Splitting Configuration and Code

The modifications necessary to make a machine fit into the local setup may be similar across many machines. Nevertheless, some differences between machines will exist. If a single Feature-Pack should be able to cater for all these situations it must itself expose a configuration interface. For a mail server you want to be able to set the local mail domain, for an automounter setup the automount maps may differ between departments. In publishing, one of the hot topics is separating content from design [9]. In TemplateTree II we might call it separation of configuration from code.

Obviously this is not new. Most software packages support some sort of configuration file and you do not have to recompile emacs to change the size of a font. Therefore, in our case we might talk about a unified configuration level which sits above the normal application configuration files.

TemplateTree II implements such a meta configuration level. This has two advantages: First, a single Feature-Pack can be deployed across many different machines in various configurations. Second, the relevant meta configuration information is kept separate from the Feature-Packs and is therefore more manageable.

Collaboration

With TemplateTree II it is possible to maintain a central repository of Feature-Packs. A group of system managers can work together keeping them up to date. Each maintains a number of Feature- Packs in the central store, specializing in some areas. When it comes to defining what Feature-Packs to use in a certain system management domain, each of the participating managers has his full freedom, as to which Feature-Packs he wants to use and how he wants to configure them. This potential for collaboration is quite similar to SEPP [8].

Centralized Management

Having a way to easily customize machines is not enough. We also need to manage the configuration information in an efficient way. We wanted an efficient method for writing a single configuration file per management domain. A single configuration file for all machines is more efficient to maintain and has less redundancy than a system with large amounts of configuration data. Configuration files of other tools in the same problem space like Cfengine [3] tackle this problem by implementing whole scripting languages in their own right. In the case of Ressmans paper from LISA 2000 a SQL database [10] is holding all the necessary information. For TemplateTree II we chose a configuration file centering on which Feature-Packs to apply to which group of machines and how to configure the Feature-Packs. This gives us all the configuration freedom we need while still being quite simple because the complexity is locked away into the Feature-Packs, while the configuration information remains in the central configuration file.

****************************************

**Exercises:**
1 – In the TemplateTree II text, what do configuration files of Cfengine implement to tackle the problem of managing configuration information?
2 – Extend the TemplateTree II text, picking up right after its last sentence.
The material plays no part here and can be skipped.

**Material provided:**
****************************************

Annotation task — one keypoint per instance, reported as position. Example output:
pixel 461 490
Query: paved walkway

****************************************

**The responses:**
1 – Whole scripting languages in their own right.

2 –
Documentation

System management concepts and tools differ largely from site to site, so there is no official book for folks to read in order to get up to speed on working in our environment. To make sure the documentation gets written and updated as part of our daily routine, we tightly integrate facilities for documentation into all our system management tools (see [8]).

Being able to turn a machine from ``freshly installed'' into ``useful workstation or server'' in a short time, is nice. But this is only half the bill when either something fails or when several people work together on the task. The other half is having good documentation regarding the changes done to a machine. Not only do we want to know what has been changed but also why it has been done. TemplateTree II defines a mandatory documentation standard for all Feature-Packs. TemplateTree II integrates the documentation into the Feature-Pack itself. Following the ideas of literate programming [6], it is possible to



Figure 1: The components of TemplateTree II.


automatically create a big POD [Note 2] file, documenting all the Feature-Packs. This means that when you want to use a Feature-Pack you will get full documentation about what the Feature-Pack does, how you can use it, and any special points to observe when applying it to your setup.

Disk-Less Clients or ``No Magic Please!''

A major feature of Cfengine is, that you can write configuration files which react to the setup and current state of the local machine. In his Computer Immunology paper [5] Burgess uses this facility to illustrate how a self healing mechanism for computers could be implemented. Our setup contains many disk-less clients where we build the client filesystem on the server even before the client boots for the first time. This means TemplateTree II must be able to run without access to the machine it is customizing. Therefore all the information it needs is available in its configuration files.

Cfengine provides facilities for monitoring machines and even for reacting to certain problems. The scope of TemplateTree II is more focused. [Note 3] Its only purpose is to modify the configuration of a machine to make it fit the local requirements. This task is completely controllable. No evaluation of the status of a certain machine is necessary in order for TemplateTree II to do its work. We know what machines we have and how they are configured.

If some configuration must be done locally and while the client is running, there is always the option of applying a specialized boot script to the client or to add an appropriate cron-job.

Getting the Modifications to the Client

TemplateTree II uses Cfengine as a transport mechanism for moving and applying files to the target machine. We decided to use Cfengine because it provides all the file tackling equipment required for what we intend to do in one simple binary. It also allows us to use all the neat features of Cfengine like the Cfengine daemon or its ability to only copy those files which have changed or to do a dry-run in order to test a new configuration.

TemplateTree II outputs a single Cfengine configuration file per management domain. This configuration file contains all the information necessary for configuring each individual machine, as well as the root directories of the disk-less clients.

Architecture

Figure 1 shows the main components of TemplateTree II. The configuration is stored in three main configuration files:

  • system.conf defines where TemplateTree II should look for other components of the system, which operating systems your installation supports, and which attributes must be known for each host managed by the system. The system configuration does not have to be changed under normal circumstances and is therefore kept in its own file.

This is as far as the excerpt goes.